■ What to work on: Every entry must be output exactly as it is written.
Material provided section start
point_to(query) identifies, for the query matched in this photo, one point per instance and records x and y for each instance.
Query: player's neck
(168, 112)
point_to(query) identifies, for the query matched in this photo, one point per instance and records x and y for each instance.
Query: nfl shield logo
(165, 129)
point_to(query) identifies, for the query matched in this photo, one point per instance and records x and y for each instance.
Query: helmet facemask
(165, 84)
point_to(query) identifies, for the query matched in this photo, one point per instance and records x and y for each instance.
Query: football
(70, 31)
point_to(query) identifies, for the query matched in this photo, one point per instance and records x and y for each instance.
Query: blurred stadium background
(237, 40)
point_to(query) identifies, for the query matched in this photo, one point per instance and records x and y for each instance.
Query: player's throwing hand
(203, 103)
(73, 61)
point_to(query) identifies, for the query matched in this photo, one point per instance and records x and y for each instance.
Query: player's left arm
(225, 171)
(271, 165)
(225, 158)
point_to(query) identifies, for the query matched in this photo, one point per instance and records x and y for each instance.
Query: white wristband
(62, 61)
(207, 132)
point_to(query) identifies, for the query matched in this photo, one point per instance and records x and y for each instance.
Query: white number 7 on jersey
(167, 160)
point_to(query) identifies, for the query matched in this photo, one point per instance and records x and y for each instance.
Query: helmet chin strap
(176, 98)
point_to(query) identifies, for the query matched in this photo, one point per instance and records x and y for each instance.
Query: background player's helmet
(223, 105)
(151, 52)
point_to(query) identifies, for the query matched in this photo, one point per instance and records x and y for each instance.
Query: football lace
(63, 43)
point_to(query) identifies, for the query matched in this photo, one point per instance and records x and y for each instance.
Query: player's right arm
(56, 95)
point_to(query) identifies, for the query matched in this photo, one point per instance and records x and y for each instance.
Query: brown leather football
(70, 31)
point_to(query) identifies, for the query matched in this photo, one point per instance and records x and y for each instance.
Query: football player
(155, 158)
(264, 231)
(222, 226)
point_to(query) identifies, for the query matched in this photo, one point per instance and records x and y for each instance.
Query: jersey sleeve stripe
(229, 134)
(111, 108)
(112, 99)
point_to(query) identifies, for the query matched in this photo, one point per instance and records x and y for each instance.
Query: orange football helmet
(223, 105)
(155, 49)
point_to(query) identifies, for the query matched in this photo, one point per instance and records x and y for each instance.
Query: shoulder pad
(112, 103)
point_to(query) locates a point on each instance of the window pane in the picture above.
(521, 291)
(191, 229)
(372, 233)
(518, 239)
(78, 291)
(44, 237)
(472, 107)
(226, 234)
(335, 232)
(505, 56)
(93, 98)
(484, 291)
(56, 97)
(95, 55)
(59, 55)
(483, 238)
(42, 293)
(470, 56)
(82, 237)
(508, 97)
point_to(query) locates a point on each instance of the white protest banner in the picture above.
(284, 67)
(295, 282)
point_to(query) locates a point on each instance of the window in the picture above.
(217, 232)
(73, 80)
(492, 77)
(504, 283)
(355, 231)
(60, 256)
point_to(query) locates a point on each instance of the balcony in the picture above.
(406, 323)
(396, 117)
Material provided section end
■ Solved problem:
point_to(query) identifies, for the query matched in this photo, one point per instance and records x and y for each instance.
Query: player's neck
(168, 112)
point_to(query) identifies, for the query matched in this photo, one point per instance and records x and y for each instance.
Query: nfl shield logo
(165, 129)
point_to(query) identifies, for the query matched in this photo, one point per instance and records x and y for each instance.
Query: helmet facemask
(165, 84)
point_to(query) identifies, for the query matched in this photo, one point per instance and records x and y for each instance.
Query: football
(70, 31)
point_to(query) identifies, for the query matched in this photo, one point per instance and records x and y for each instance.
Query: blurred stadium background
(237, 40)
point_to(query) identifies, for the query matched in this photo, one point per instance and records x and y for each instance.
Query: player's throwing hand
(203, 103)
(73, 61)
point_to(query) identifies, for the query matched in this photo, one point per instance and records x and y for each instance.
Query: player's left arm
(225, 171)
(271, 165)
(225, 158)
point_to(query) identifies, for the query matched in this photo, one point per instance and records x and y for each instance.
Query: white wristband
(62, 61)
(207, 132)
point_to(query) identifies, for the query matched in this photo, one point per instance and records x and y for each instance.
Query: white number 7 on jersey
(167, 160)
point_to(query) identifies, for the query matched in this photo, one point per instance and records x and y for each instance.
Query: helmet chin strap
(176, 98)
point_to(query) identifies, for the query matched in this photo, one point per instance and records x and y for each instance.
Query: background player's helmet
(223, 105)
(151, 52)
point_to(query) identifies, for the query matched in this photo, one point per instance and records x and y for each instance.
Query: football lace
(63, 43)
point_to(query) identifies, for the query matched in this photo, one point per instance and records x and y for each instance.
Query: player's right arm
(56, 95)
point_to(query) identifies, for the query matched in this photo, one point per instance and records x and y for each instance.
Query: brown leather football
(70, 31)
point_to(query) identifies, for the query matched in this photo, one point per instance and records x and y for each instance.
Query: football player
(155, 158)
(264, 231)
(222, 226)
point_to(query) identifies, for the query matched in this photo, one point per instance and records x and y for each instance.
Query: jersey sleeve stripe
(229, 134)
(111, 108)
(112, 99)
point_to(query) identifies, for the query matched in this photo, one point per instance and records x and y for each instance.
Query: orange football helmet
(223, 105)
(155, 49)
point_to(query) identifies, for the query matched in this photo, one point per instance and records x and y for each instance.
Query: shoulder pad
(112, 103)
point_to(query) locates a point on each instance of the window pane in the picture above.
(521, 291)
(191, 229)
(372, 233)
(518, 239)
(78, 291)
(44, 237)
(472, 107)
(226, 234)
(335, 232)
(505, 56)
(93, 98)
(484, 291)
(56, 97)
(95, 55)
(59, 55)
(483, 238)
(42, 293)
(470, 56)
(82, 237)
(508, 97)
point_to(query) locates a point on each instance of the white protest banner in the picture above.
(284, 67)
(295, 282)
point_to(query) locates a point on each instance of the window in the picture above.
(217, 232)
(73, 80)
(492, 77)
(504, 283)
(355, 231)
(60, 256)
point_to(query) locates a point on each instance of the balcony in the picture above.
(406, 323)
(396, 117)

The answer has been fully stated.